■ **Request**
Format each line of the records below as a JSON list of strings, with one string per line and no entries for blank lines.

* begin Raw records *

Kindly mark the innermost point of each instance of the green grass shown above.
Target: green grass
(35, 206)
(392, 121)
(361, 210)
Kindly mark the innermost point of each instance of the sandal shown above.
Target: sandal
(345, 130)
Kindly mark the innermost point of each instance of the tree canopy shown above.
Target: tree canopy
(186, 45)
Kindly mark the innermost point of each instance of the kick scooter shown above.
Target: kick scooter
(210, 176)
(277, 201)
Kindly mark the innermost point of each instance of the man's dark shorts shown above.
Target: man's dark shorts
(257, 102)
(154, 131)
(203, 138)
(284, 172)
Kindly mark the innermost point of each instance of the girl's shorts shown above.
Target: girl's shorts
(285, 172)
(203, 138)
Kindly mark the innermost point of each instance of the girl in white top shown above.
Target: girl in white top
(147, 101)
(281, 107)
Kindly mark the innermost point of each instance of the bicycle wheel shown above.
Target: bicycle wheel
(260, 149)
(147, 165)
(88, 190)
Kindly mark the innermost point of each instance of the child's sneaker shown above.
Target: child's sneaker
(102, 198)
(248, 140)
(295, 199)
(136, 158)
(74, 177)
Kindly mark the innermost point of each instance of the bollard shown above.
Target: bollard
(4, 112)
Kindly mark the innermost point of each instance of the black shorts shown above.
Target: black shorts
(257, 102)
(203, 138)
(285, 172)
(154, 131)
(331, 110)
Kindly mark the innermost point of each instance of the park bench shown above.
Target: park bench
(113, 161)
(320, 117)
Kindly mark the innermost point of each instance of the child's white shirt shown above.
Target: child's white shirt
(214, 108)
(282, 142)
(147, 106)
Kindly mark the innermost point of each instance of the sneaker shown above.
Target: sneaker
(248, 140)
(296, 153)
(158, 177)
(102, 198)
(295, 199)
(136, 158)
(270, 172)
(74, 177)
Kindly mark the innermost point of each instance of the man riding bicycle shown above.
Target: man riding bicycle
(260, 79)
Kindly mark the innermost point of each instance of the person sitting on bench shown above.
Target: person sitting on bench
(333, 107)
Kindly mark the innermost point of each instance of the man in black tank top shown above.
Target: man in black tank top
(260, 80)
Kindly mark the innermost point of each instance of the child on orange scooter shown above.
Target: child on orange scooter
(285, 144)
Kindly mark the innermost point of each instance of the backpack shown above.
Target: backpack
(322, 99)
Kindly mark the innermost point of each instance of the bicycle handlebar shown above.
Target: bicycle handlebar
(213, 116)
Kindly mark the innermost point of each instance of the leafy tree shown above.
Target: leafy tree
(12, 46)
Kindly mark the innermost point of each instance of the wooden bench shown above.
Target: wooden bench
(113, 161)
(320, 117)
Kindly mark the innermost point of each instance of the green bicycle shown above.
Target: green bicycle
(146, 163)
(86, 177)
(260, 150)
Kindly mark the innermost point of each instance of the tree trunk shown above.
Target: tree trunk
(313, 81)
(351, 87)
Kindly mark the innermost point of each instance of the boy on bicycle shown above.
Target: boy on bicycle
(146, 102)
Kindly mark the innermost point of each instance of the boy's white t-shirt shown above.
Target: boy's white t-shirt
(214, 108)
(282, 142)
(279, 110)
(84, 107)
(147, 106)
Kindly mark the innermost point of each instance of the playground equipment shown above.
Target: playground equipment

* end Raw records *

■ **Solution to this problem**
[
  "Kindly mark the innermost point of each instance of the green grass shown above.",
  "Target: green grass",
  "(35, 206)",
  "(392, 121)",
  "(361, 210)",
  "Kindly mark the innermost point of each instance of the sandal shown above.",
  "Target: sandal",
  "(345, 130)",
  "Kindly mark the innermost point of each instance of the tree canopy shown above.",
  "Target: tree canopy",
  "(186, 45)",
  "Kindly mark the innermost point of each instance of the kick scooter shown above.",
  "Target: kick scooter",
  "(210, 176)",
  "(277, 201)",
  "Kindly mark the innermost point of each instance of the man's dark shorts shown above.",
  "Target: man's dark shorts",
  "(257, 102)",
  "(154, 131)",
  "(203, 138)",
  "(284, 172)",
  "Kindly mark the innermost point of each instance of the girl's shorts shown above.",
  "Target: girl's shorts",
  "(285, 172)",
  "(203, 138)",
  "Kindly mark the innermost point of each instance of the girl in white top shown above.",
  "Target: girl in white top",
  "(147, 101)",
  "(281, 107)",
  "Kindly mark the innermost point of each instance of the bicycle wheel shown above.",
  "Target: bicycle wheel",
  "(260, 149)",
  "(147, 165)",
  "(88, 190)",
  "Kindly mark the innermost point of each instance of the child's sneaker shown above.",
  "Target: child's sneaker",
  "(102, 198)",
  "(248, 140)",
  "(295, 199)",
  "(136, 158)",
  "(74, 177)",
  "Kindly mark the innermost point of each instance of the bollard shown above.",
  "Target: bollard",
  "(4, 112)",
  "Kindly mark the innermost point of each instance of the black shorts shown above.",
  "Target: black shorts",
  "(257, 102)",
  "(203, 138)",
  "(285, 172)",
  "(154, 131)",
  "(331, 110)",
  "Kindly mark the innermost point of each instance of the park bench shown above.",
  "Target: park bench",
  "(113, 161)",
  "(320, 117)",
  "Kindly mark the innermost point of each instance of the child's white shirt shown above.",
  "Target: child's white shirt",
  "(214, 108)",
  "(282, 142)",
  "(147, 106)",
  "Kindly mark the innermost point of each instance of the sneaker shown above.",
  "Target: sneaker",
  "(248, 140)",
  "(296, 153)",
  "(158, 177)",
  "(102, 198)",
  "(295, 199)",
  "(136, 158)",
  "(270, 172)",
  "(74, 177)",
  "Kindly mark the innermost point of each instance of the man riding bicycle shown above.",
  "Target: man riding bicycle",
  "(260, 79)",
  "Kindly mark the innermost point of each instance of the person sitting on bench shown above.",
  "Target: person sitting on bench",
  "(333, 107)",
  "Kindly mark the innermost point of each instance of the man in black tank top shown above.",
  "Target: man in black tank top",
  "(260, 80)",
  "Kindly mark the innermost point of each instance of the child on orange scooter shown above.",
  "Target: child on orange scooter",
  "(285, 144)",
  "Kindly mark the innermost point of each instance of the backpack shown above.",
  "Target: backpack",
  "(322, 99)",
  "Kindly mark the innermost point of each instance of the bicycle handlebar shown above.",
  "Target: bicycle handlebar",
  "(213, 116)",
  "Kindly mark the innermost point of each instance of the leafy tree shown above.",
  "Target: leafy tree",
  "(12, 46)",
  "Kindly mark the innermost point of each instance of the wooden bench shown above.",
  "Target: wooden bench",
  "(113, 161)",
  "(320, 117)",
  "Kindly mark the innermost point of each instance of the green bicycle shown above.",
  "Target: green bicycle",
  "(146, 163)",
  "(86, 177)",
  "(260, 150)",
  "Kindly mark the innermost point of each instance of the tree trunk shown above.",
  "Target: tree trunk",
  "(313, 81)",
  "(351, 87)",
  "Kindly mark the innermost point of each instance of the boy on bicycle shown above.",
  "Target: boy on bicycle",
  "(146, 102)",
  "Kindly mark the innermost point of each instance of the boy's white t-shirt shown above.",
  "Target: boy's white t-shirt",
  "(214, 108)",
  "(282, 142)",
  "(279, 110)",
  "(84, 107)",
  "(147, 106)",
  "Kindly mark the innermost point of each instance of the playground equipment shown above.",
  "Target: playground equipment"
]